▸ **Excerpted text**:
##############################
There are reasons, of course. “These kidneys have gone through multiple rounds of insults,” says Richard Formica, a nephrologist at Yale University and the secretary of the American Society of Transplantation. He ticked them off: death of the original donor, ice, reperfusion injury when the kidney is placed back in the body, immune system-suppressing drugs that can cause kidney damage, death of the second donor, ice again, reperfusion injury again. “Few kidneys would be good enough,” he says.
In this specific case, says Veale, the kidney did seem good enough. The original donor was a young, healthy teenager, and the second donor’s creatinine levels—a common measure of kidney function—were good. Once Boyce agreed to the transplant, Veale went out to recover the kidney himself.
There he ran into another challenge. When patients receive a transplant, the new kidney usually goes into the pelvis attached to the iliac blood vessels that supply the leg. (The patient’s original kidneys in the lower back usually stay put. ) Over time, scar tissue can form. To make sure he could sew the kidney into Boyce’s body, Veale took out not just the kidney but also some of the second donor’s iliac vessels. Boyce now has tissue inside her from two donors: the kidney of the 17-year-old girl as well as the iliac vessels of the young man.
It was only the second transplant reusing a kidney Veale had ever performed; he has now done a total of three. In the entire country between 1988 and 2014, 38 kidneys were reused in transplants, along with 26 livers and three hearts, according to an American Journal of Transplantation study. (A spokesperson for United Network for Organ Sharing, the organization that matches donors to recipients in the United States, told me it does not specifically track the reuse of previously transplanted organs, so it did not have recent numbers readily available.)
##############################
▸ **Information supplied**:
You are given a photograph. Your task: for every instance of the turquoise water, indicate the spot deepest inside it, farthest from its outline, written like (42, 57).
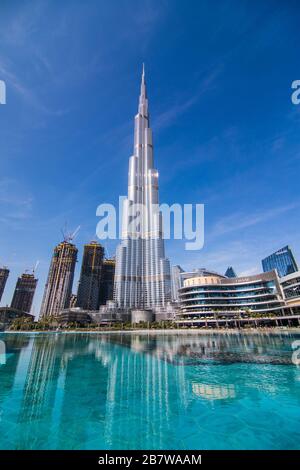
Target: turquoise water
##############################
▸ **Exercise prompt**: Write out the part of the kidney transplant text above word for word, starting at "In this specific" and ending at "the young man.".

▸ **Task output**:
In this specific case, says Veale, the kidney did seem good enough. The original donor was a young, healthy teenager, and the second donor’s creatinine levels—a common measure of kidney function—were good. Once Boyce agreed to the transplant, Veale went out to recover the kidney himself.
There he ran into another challenge. When patients receive a transplant, the new kidney usually goes into the pelvis attached to the iliac blood vessels that supply the leg. (The patient’s original kidneys in the lower back usually stay put. ) Over time, scar tissue can form. To make sure he could sew the kidney into Boyce’s body, Veale took out not just the kidney but also some of the second donor’s iliac vessels. Boyce now has tissue inside her from two donors: the kidney of the 17-year-old girl as well as the iliac vessels of the young man.